(Region pointing data)
════════════════

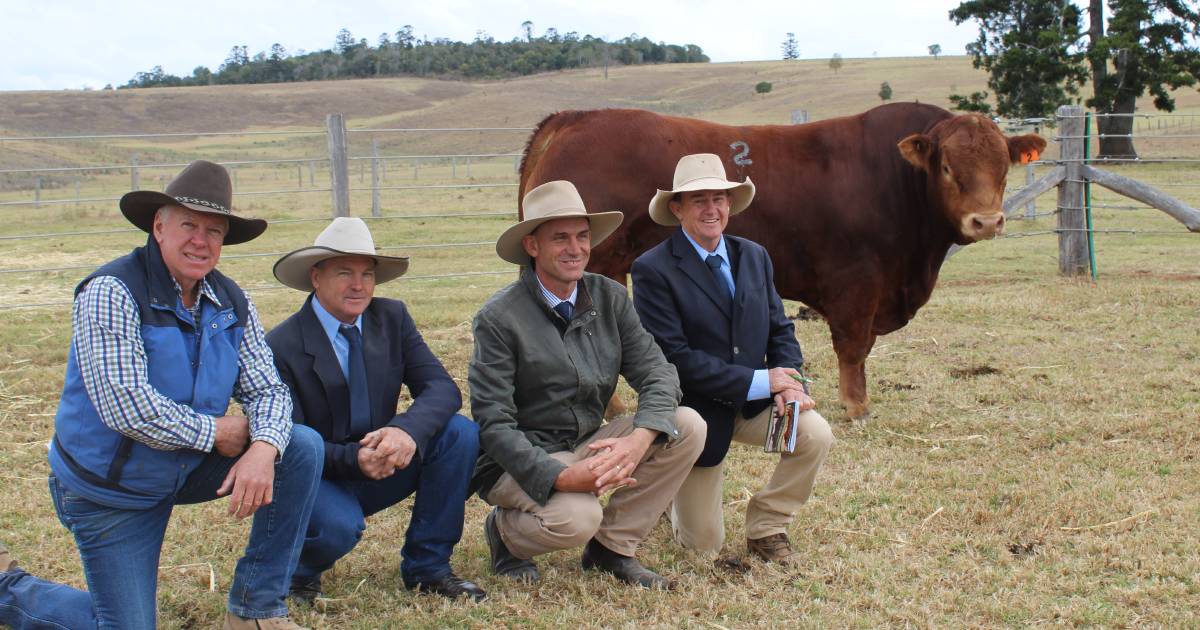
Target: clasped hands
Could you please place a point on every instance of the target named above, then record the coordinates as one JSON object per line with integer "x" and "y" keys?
{"x": 610, "y": 466}
{"x": 786, "y": 387}
{"x": 383, "y": 450}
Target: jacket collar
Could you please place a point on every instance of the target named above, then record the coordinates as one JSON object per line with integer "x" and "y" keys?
{"x": 697, "y": 271}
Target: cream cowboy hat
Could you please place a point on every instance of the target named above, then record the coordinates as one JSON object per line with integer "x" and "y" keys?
{"x": 551, "y": 201}
{"x": 345, "y": 237}
{"x": 202, "y": 186}
{"x": 700, "y": 172}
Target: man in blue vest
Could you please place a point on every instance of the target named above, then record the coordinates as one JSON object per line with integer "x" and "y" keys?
{"x": 161, "y": 342}
{"x": 346, "y": 355}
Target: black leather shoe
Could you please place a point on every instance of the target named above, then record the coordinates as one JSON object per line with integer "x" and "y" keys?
{"x": 503, "y": 561}
{"x": 451, "y": 587}
{"x": 624, "y": 568}
{"x": 305, "y": 591}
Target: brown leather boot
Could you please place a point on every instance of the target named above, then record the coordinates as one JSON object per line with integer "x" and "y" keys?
{"x": 774, "y": 549}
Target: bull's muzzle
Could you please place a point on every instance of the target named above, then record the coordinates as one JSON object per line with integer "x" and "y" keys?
{"x": 979, "y": 227}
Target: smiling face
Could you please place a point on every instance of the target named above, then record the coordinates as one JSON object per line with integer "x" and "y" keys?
{"x": 190, "y": 243}
{"x": 703, "y": 215}
{"x": 559, "y": 249}
{"x": 343, "y": 286}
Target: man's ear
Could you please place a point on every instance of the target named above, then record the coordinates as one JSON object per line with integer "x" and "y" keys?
{"x": 1025, "y": 149}
{"x": 917, "y": 150}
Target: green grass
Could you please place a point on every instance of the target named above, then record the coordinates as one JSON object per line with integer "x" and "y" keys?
{"x": 1017, "y": 403}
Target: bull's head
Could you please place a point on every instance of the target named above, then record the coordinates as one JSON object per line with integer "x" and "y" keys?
{"x": 966, "y": 160}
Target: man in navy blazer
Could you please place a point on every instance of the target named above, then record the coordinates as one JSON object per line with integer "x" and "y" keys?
{"x": 346, "y": 355}
{"x": 709, "y": 301}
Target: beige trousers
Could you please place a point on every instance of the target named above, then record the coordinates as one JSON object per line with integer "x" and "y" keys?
{"x": 696, "y": 514}
{"x": 570, "y": 519}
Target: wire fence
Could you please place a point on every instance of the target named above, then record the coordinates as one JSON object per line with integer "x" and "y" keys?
{"x": 285, "y": 168}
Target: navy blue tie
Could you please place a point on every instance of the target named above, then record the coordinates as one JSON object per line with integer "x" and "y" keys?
{"x": 360, "y": 400}
{"x": 714, "y": 265}
{"x": 564, "y": 310}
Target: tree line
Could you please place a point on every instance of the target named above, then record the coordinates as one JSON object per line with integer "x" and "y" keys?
{"x": 405, "y": 54}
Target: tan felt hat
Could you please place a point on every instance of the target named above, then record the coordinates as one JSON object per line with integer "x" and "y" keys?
{"x": 345, "y": 237}
{"x": 551, "y": 201}
{"x": 700, "y": 172}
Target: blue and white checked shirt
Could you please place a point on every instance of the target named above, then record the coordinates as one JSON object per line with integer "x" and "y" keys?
{"x": 112, "y": 360}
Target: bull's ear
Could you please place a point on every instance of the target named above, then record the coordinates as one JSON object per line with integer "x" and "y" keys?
{"x": 1025, "y": 149}
{"x": 917, "y": 149}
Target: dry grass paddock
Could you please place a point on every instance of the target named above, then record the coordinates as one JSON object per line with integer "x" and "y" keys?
{"x": 1031, "y": 461}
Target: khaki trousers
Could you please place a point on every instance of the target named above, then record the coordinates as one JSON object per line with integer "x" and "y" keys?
{"x": 570, "y": 519}
{"x": 696, "y": 515}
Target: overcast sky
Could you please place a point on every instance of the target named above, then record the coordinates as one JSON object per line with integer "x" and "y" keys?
{"x": 76, "y": 43}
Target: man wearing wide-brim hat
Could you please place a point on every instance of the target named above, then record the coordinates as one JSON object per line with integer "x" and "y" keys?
{"x": 709, "y": 300}
{"x": 346, "y": 355}
{"x": 549, "y": 349}
{"x": 161, "y": 342}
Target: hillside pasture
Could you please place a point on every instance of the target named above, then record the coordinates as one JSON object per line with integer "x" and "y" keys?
{"x": 1031, "y": 461}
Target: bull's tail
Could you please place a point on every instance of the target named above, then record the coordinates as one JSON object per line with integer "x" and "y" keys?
{"x": 539, "y": 142}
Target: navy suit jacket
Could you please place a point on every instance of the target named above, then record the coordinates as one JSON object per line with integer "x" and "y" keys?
{"x": 714, "y": 342}
{"x": 395, "y": 355}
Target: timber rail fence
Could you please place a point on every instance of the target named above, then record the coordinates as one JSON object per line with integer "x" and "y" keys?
{"x": 382, "y": 171}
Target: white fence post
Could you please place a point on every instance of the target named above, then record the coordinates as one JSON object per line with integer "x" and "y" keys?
{"x": 1072, "y": 225}
{"x": 339, "y": 165}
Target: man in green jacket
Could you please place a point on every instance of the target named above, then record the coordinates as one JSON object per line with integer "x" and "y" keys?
{"x": 549, "y": 349}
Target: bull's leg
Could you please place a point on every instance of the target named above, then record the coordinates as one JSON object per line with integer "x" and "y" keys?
{"x": 852, "y": 349}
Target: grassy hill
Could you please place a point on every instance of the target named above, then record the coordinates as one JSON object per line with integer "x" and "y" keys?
{"x": 1032, "y": 455}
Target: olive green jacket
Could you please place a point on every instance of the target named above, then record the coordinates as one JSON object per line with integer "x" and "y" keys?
{"x": 538, "y": 389}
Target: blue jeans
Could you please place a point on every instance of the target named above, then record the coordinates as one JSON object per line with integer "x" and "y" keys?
{"x": 439, "y": 479}
{"x": 120, "y": 550}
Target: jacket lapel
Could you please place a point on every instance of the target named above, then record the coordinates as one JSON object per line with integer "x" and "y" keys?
{"x": 697, "y": 271}
{"x": 328, "y": 370}
{"x": 375, "y": 353}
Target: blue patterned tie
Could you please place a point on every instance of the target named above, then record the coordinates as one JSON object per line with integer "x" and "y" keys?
{"x": 714, "y": 265}
{"x": 564, "y": 310}
{"x": 360, "y": 400}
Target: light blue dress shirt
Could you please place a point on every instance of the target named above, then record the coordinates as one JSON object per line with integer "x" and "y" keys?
{"x": 760, "y": 385}
{"x": 331, "y": 325}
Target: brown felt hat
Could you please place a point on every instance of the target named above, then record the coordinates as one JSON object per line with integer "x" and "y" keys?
{"x": 202, "y": 186}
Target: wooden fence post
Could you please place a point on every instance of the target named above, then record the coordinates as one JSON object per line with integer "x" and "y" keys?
{"x": 339, "y": 165}
{"x": 375, "y": 177}
{"x": 1072, "y": 225}
{"x": 1031, "y": 209}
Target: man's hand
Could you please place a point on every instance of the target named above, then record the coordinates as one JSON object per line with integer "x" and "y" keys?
{"x": 781, "y": 379}
{"x": 233, "y": 436}
{"x": 252, "y": 480}
{"x": 793, "y": 395}
{"x": 393, "y": 443}
{"x": 616, "y": 459}
{"x": 373, "y": 465}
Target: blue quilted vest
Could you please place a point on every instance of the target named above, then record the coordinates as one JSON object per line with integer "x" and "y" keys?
{"x": 193, "y": 365}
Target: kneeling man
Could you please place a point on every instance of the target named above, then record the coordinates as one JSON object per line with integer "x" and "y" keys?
{"x": 346, "y": 355}
{"x": 549, "y": 349}
{"x": 711, "y": 303}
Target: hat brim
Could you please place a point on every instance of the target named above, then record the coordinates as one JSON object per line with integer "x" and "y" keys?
{"x": 741, "y": 195}
{"x": 509, "y": 246}
{"x": 139, "y": 208}
{"x": 292, "y": 269}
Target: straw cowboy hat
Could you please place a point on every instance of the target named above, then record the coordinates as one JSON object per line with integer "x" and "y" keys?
{"x": 202, "y": 186}
{"x": 551, "y": 201}
{"x": 700, "y": 172}
{"x": 345, "y": 237}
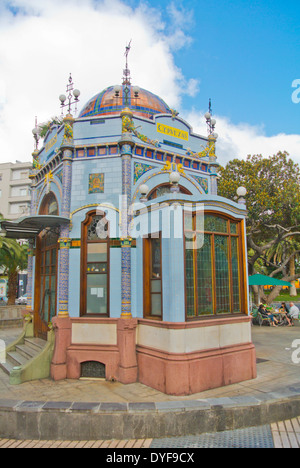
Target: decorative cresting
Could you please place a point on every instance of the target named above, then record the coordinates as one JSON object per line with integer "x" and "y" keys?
{"x": 126, "y": 145}
{"x": 64, "y": 240}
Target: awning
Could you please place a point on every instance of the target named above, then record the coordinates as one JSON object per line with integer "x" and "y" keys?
{"x": 262, "y": 280}
{"x": 30, "y": 226}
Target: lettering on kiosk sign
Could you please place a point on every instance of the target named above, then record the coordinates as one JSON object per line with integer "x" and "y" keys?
{"x": 172, "y": 131}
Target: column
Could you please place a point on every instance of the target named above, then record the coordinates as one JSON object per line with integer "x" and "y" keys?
{"x": 64, "y": 240}
{"x": 126, "y": 144}
{"x": 30, "y": 275}
{"x": 62, "y": 323}
{"x": 126, "y": 329}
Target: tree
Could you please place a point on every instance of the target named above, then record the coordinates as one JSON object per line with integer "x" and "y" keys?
{"x": 273, "y": 203}
{"x": 13, "y": 259}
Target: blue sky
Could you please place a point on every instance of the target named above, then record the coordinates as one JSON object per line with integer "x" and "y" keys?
{"x": 242, "y": 54}
{"x": 246, "y": 54}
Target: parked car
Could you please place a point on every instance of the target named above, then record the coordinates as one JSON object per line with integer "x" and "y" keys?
{"x": 22, "y": 300}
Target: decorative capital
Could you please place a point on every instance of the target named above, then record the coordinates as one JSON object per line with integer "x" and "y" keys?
{"x": 64, "y": 242}
{"x": 126, "y": 241}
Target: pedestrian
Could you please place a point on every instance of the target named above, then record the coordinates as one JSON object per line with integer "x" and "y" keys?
{"x": 294, "y": 311}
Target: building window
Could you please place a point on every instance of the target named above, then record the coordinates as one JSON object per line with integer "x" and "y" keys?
{"x": 152, "y": 278}
{"x": 213, "y": 264}
{"x": 95, "y": 265}
{"x": 164, "y": 189}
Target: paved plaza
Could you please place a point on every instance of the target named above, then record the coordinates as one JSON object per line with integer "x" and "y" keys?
{"x": 278, "y": 353}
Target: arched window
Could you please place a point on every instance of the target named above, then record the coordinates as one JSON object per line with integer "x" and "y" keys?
{"x": 95, "y": 265}
{"x": 163, "y": 189}
{"x": 213, "y": 265}
{"x": 46, "y": 269}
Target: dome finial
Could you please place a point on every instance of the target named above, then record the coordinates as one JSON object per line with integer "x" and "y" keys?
{"x": 126, "y": 72}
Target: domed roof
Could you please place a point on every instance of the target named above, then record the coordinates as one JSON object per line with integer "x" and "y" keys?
{"x": 143, "y": 103}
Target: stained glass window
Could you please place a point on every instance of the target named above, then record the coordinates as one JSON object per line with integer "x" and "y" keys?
{"x": 212, "y": 265}
{"x": 95, "y": 266}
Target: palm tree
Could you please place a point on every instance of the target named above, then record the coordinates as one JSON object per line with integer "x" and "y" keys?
{"x": 289, "y": 248}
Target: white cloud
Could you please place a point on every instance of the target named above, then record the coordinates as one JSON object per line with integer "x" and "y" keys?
{"x": 42, "y": 42}
{"x": 237, "y": 141}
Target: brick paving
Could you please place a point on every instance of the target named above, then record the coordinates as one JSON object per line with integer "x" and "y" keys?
{"x": 286, "y": 434}
{"x": 275, "y": 368}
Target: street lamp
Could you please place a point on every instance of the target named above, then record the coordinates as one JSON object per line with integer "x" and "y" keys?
{"x": 241, "y": 193}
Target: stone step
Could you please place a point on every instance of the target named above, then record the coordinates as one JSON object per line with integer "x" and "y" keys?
{"x": 15, "y": 358}
{"x": 7, "y": 367}
{"x": 35, "y": 343}
{"x": 27, "y": 351}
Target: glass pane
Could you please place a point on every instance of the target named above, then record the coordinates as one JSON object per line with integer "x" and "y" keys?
{"x": 233, "y": 228}
{"x": 200, "y": 221}
{"x": 188, "y": 222}
{"x": 189, "y": 272}
{"x": 222, "y": 275}
{"x": 204, "y": 278}
{"x": 96, "y": 294}
{"x": 98, "y": 229}
{"x": 215, "y": 224}
{"x": 156, "y": 258}
{"x": 45, "y": 313}
{"x": 97, "y": 252}
{"x": 235, "y": 275}
{"x": 156, "y": 285}
{"x": 48, "y": 253}
{"x": 156, "y": 304}
{"x": 97, "y": 268}
{"x": 52, "y": 296}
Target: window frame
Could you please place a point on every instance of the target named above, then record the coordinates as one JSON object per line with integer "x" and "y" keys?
{"x": 147, "y": 268}
{"x": 84, "y": 252}
{"x": 241, "y": 269}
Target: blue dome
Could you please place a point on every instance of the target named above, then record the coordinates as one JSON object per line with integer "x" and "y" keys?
{"x": 145, "y": 104}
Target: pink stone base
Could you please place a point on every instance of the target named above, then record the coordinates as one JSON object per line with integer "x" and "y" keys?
{"x": 185, "y": 374}
{"x": 170, "y": 373}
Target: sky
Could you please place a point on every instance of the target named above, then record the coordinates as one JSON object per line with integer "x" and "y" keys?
{"x": 242, "y": 54}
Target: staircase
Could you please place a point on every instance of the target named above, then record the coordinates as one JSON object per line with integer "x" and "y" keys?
{"x": 22, "y": 354}
{"x": 28, "y": 359}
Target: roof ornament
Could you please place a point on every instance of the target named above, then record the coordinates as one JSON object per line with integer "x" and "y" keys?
{"x": 126, "y": 71}
{"x": 70, "y": 95}
{"x": 211, "y": 123}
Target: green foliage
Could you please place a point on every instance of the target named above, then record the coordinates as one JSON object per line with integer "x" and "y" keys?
{"x": 273, "y": 204}
{"x": 13, "y": 259}
{"x": 273, "y": 195}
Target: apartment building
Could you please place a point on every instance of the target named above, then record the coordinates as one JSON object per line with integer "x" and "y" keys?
{"x": 15, "y": 189}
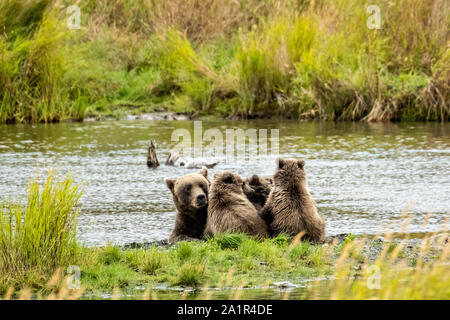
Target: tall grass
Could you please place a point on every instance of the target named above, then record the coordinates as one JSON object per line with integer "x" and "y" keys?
{"x": 39, "y": 236}
{"x": 298, "y": 59}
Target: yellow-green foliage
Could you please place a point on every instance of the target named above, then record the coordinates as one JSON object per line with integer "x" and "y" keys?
{"x": 39, "y": 236}
{"x": 249, "y": 58}
{"x": 390, "y": 276}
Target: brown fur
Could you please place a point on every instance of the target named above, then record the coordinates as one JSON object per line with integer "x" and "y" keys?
{"x": 290, "y": 208}
{"x": 257, "y": 190}
{"x": 229, "y": 210}
{"x": 190, "y": 196}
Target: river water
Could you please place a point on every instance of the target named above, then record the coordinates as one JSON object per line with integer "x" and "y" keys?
{"x": 362, "y": 175}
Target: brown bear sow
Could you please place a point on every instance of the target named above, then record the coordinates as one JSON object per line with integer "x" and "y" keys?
{"x": 190, "y": 195}
{"x": 229, "y": 210}
{"x": 290, "y": 208}
{"x": 257, "y": 190}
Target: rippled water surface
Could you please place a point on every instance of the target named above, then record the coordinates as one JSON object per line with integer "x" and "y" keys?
{"x": 361, "y": 175}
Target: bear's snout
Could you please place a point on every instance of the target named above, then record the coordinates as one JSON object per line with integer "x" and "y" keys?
{"x": 200, "y": 200}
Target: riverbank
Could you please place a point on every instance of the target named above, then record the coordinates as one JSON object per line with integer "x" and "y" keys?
{"x": 41, "y": 258}
{"x": 231, "y": 266}
{"x": 290, "y": 59}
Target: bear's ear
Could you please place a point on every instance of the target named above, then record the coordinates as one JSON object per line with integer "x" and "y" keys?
{"x": 227, "y": 178}
{"x": 254, "y": 180}
{"x": 204, "y": 172}
{"x": 281, "y": 163}
{"x": 170, "y": 183}
{"x": 301, "y": 163}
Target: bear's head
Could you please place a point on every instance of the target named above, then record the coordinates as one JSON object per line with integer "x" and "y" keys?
{"x": 228, "y": 181}
{"x": 190, "y": 192}
{"x": 257, "y": 189}
{"x": 290, "y": 172}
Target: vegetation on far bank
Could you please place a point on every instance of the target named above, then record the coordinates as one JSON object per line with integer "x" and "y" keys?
{"x": 298, "y": 59}
{"x": 37, "y": 242}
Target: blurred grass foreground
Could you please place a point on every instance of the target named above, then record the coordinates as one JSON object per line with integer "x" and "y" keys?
{"x": 38, "y": 248}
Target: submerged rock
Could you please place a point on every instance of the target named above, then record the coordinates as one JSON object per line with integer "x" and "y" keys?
{"x": 146, "y": 245}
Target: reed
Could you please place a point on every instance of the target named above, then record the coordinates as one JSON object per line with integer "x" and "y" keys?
{"x": 39, "y": 236}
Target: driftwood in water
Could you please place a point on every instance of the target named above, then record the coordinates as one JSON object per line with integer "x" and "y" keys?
{"x": 171, "y": 159}
{"x": 152, "y": 159}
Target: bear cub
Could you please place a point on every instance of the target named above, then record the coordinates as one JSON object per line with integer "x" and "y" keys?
{"x": 190, "y": 195}
{"x": 257, "y": 190}
{"x": 290, "y": 208}
{"x": 229, "y": 210}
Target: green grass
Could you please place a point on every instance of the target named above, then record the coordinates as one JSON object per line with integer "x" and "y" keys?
{"x": 295, "y": 59}
{"x": 38, "y": 237}
{"x": 37, "y": 242}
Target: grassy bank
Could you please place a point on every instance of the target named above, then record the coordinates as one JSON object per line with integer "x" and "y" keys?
{"x": 296, "y": 59}
{"x": 38, "y": 245}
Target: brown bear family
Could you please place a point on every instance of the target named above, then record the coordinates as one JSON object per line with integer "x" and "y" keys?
{"x": 258, "y": 206}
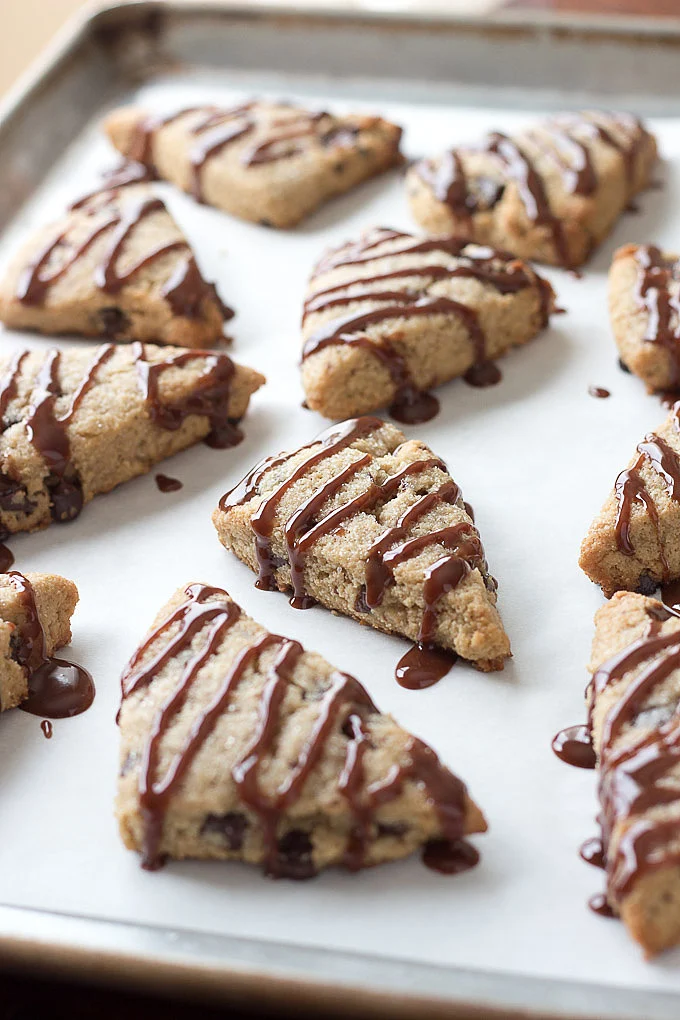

════════════════

_WHAT IS REQUIRED_.
Take the lines above from the one containing "Target: blue jeans" to the one containing "Target: man's hand" and retype them exactly, both ends included, with nothing added.

_SOLUTION TO THE PROBLEM_.
Target: blue jeans
Could you please place a point on every instance of the target named above, then record the coordinates as one JSON object per line with integer "x" and "y" keys?
{"x": 439, "y": 479}
{"x": 120, "y": 550}
Target: jacket lapel
Could you please place a point on every instance of the target named above, then record the coordinates as one JSON object per line with integer "x" and "y" keys?
{"x": 697, "y": 271}
{"x": 328, "y": 370}
{"x": 375, "y": 353}
Target: blue patterned tie
Could you please place a point on every instance of the target named above, then record the coordinates as one JSON object per line with integer "x" and "y" keys?
{"x": 714, "y": 265}
{"x": 564, "y": 310}
{"x": 360, "y": 400}
Target: light blue dress shirt
Could you please place a point on every instance of the target named above, then record the coordinates as one JSON object per line with integer "x" and "y" keys?
{"x": 760, "y": 385}
{"x": 331, "y": 325}
Target: brown felt hat
Could you please place a point on every instance of the target named above, then record the coordinates as one JSON object per line with integer "x" and "y" keys?
{"x": 202, "y": 186}
Target: wooden fence post
Could you please place a point on every instance of the target named above, then record the coordinates as one JSON object per line with integer "x" and "y" keys?
{"x": 339, "y": 165}
{"x": 375, "y": 177}
{"x": 1072, "y": 225}
{"x": 1031, "y": 209}
Target: man's hand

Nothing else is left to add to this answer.